#### Short exercise:
Write out every item that follows word for word, line by line, with nothing added or changed.

#### Given entries:

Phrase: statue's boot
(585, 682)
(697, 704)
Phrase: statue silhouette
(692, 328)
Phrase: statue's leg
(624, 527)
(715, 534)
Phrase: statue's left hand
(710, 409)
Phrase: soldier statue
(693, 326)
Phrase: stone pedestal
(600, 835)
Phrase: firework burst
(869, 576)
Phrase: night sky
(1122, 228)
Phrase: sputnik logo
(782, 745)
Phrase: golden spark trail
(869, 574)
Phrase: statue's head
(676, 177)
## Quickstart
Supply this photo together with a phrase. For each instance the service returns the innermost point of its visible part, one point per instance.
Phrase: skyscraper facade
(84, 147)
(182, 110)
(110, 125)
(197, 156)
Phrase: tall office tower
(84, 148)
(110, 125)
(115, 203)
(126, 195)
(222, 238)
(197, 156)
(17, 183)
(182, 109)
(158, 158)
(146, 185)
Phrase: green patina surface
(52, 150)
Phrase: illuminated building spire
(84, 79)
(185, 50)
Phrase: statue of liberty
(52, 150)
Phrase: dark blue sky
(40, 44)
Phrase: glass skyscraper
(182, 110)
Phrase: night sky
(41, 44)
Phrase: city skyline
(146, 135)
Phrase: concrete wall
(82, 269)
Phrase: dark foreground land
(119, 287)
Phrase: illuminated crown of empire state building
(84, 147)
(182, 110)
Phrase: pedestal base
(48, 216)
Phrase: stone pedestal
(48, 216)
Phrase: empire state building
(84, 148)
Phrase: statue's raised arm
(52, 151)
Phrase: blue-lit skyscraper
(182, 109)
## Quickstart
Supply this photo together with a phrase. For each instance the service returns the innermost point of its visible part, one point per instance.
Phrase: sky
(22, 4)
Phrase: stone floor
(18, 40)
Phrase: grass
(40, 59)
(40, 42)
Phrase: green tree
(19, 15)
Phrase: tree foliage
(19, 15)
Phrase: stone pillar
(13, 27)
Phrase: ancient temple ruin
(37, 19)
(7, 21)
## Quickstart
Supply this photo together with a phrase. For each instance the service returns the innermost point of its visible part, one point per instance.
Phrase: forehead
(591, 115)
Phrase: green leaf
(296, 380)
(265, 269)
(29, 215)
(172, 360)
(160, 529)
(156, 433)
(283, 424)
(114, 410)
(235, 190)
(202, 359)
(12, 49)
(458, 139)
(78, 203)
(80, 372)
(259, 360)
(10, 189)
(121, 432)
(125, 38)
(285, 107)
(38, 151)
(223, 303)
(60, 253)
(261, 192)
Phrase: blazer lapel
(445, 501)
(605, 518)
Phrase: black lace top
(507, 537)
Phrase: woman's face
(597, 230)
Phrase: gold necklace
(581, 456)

#### Answer:
Phrase: statue's boot
(585, 682)
(697, 704)
Phrase: statue silhouette
(692, 328)
Phrase: statue's leg
(624, 527)
(715, 534)
Phrase: statue's left hand
(710, 409)
Phrase: soldier statue
(693, 326)
Phrase: stone pedestal
(600, 835)
Phrase: firework burst
(869, 576)
Phrase: night sky
(1122, 228)
Phrase: sputnik logo
(782, 745)
Phrase: golden spark trail
(869, 574)
Phrase: statue's head
(676, 177)
## Quickstart
Supply this photo together with a phrase. For each instance the service returns the innermost point of its visible part, one point per instance.
Phrase: skyscraper facade
(84, 147)
(182, 110)
(110, 125)
(197, 156)
Phrase: tall office tower
(84, 148)
(110, 125)
(115, 203)
(126, 195)
(222, 238)
(197, 156)
(17, 183)
(182, 109)
(158, 158)
(146, 185)
Phrase: green patina surface
(52, 150)
Phrase: illuminated building spire
(84, 79)
(185, 50)
Phrase: statue of liberty
(52, 150)
Phrase: dark blue sky
(40, 44)
Phrase: glass skyscraper
(182, 110)
Phrase: night sky
(41, 44)
Phrase: city skyline
(146, 135)
Phrase: concrete wall
(82, 269)
Phrase: dark foreground land
(119, 287)
Phrase: illuminated crown of empire state building
(84, 147)
(182, 110)
Phrase: pedestal base
(48, 216)
Phrase: stone pedestal
(48, 216)
Phrase: empire state building
(84, 148)
Phrase: statue's raised arm
(52, 151)
Phrase: blue-lit skyscraper
(182, 109)
## Quickstart
Supply this photo together with a phrase. For each instance the service returns the innermost point of its visible part, one point per instance.
Phrase: sky
(22, 4)
Phrase: stone floor
(18, 40)
Phrase: grass
(40, 59)
(40, 42)
Phrase: green tree
(19, 15)
Phrase: tree foliage
(19, 15)
Phrase: stone pillar
(13, 27)
Phrase: ancient temple ruin
(37, 19)
(7, 21)
## Quickstart
Supply this photo together with a phrase. For each instance the service returns the innermost point of its visible part, one point per instance.
Phrase: forehead
(591, 115)
Phrase: green leaf
(296, 380)
(265, 269)
(29, 215)
(172, 360)
(160, 529)
(156, 433)
(283, 424)
(114, 410)
(235, 190)
(202, 359)
(12, 49)
(458, 139)
(78, 203)
(80, 372)
(259, 360)
(10, 189)
(121, 432)
(125, 38)
(285, 107)
(38, 151)
(223, 303)
(60, 253)
(261, 192)
Phrase: blazer lapel
(445, 501)
(605, 518)
Phrase: black lace top
(507, 537)
Phrase: woman's face
(597, 230)
Phrase: gold necklace
(581, 456)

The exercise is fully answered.